● **Problems to solve**:
(a) Summarize the forum thread on woven size labels in two sentences.
(b) What minimum order does the forum thread on woven size labels give for Luckylabel?

# labels with sizes woven on the front



## cpix (Aug 25, 2007)

I want my tags to display the sizes on the front just like this:










...with the care instructions on the back like this:










Now I'm assuming that each size is a separate job for the labelmakers but just in case, I still want to ask this question and be sure.

Does each size have to be ordered separately? For example, if I go to, say, Luckylabel with their 1200 minimum, do I have to order 1200 L, 1200 M, and 1200 S? Or can I preferably have 1200 tags w/ 600 L, 400 M, 200 S?


----------



## splathead (Dec 4, 2005)

You should shoot the supplier an email and ask them directly. Different companies have different requirements. Certainly, each size label is looped separately. But whether they all fall under minimums will depend on the vendor.


----------



## cpix (Aug 25, 2007)

Yeah, emailing them would be a good idea. If anybody has any personal experience with a situation like mine, I'd love to hear it.


----------



## Solmu (Aug 15, 2005)

As Joe said it varies by supplier. I've definitely seen different suppliers go either way on this one. I don't recall what Lucky Label's policy is specifically.


----------



## snake_pliskin (Nov 9, 2008)

This is the point i am currently at in my woven label phase of my t-shirt production. Are there any alternative solutions? A separate smaller woven label w/ just the size? Any feedback would be appreciated.


----------

(Rows from a dataset)
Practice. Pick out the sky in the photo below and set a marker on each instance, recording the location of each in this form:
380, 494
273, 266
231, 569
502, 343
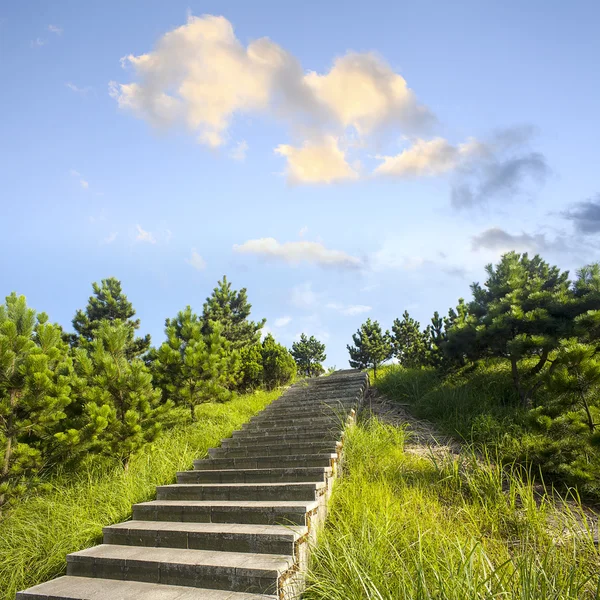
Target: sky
340, 160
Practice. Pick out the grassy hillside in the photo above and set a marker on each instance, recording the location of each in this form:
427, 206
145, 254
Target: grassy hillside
478, 404
404, 526
36, 536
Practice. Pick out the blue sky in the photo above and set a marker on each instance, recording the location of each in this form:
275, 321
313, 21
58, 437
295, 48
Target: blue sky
341, 160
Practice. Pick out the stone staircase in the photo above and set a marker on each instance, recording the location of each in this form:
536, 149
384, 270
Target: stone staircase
238, 526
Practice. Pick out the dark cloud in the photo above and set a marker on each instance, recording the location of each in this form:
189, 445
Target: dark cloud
507, 169
585, 215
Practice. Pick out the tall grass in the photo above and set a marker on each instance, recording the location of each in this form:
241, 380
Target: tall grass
36, 535
402, 526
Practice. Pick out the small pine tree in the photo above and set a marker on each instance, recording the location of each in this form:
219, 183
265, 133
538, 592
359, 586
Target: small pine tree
231, 309
309, 355
575, 379
108, 303
410, 345
371, 347
251, 369
118, 395
279, 367
193, 367
35, 377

● **Solutions in order**:
(a) A poster wants labels with the size woven on the front and care instructions on the back, and asks whether each size must be ordered separately to meet a supplier's minimum or whether one order of 1200 can be split across sizes. Replies note that each size label is looped separately but that whether sizes count together toward minimums varies by supplier, so emailing the supplier directly is recommended; a later poster asks about alternatives such as a separate, smaller woven label showing only the size.

(b) 1200.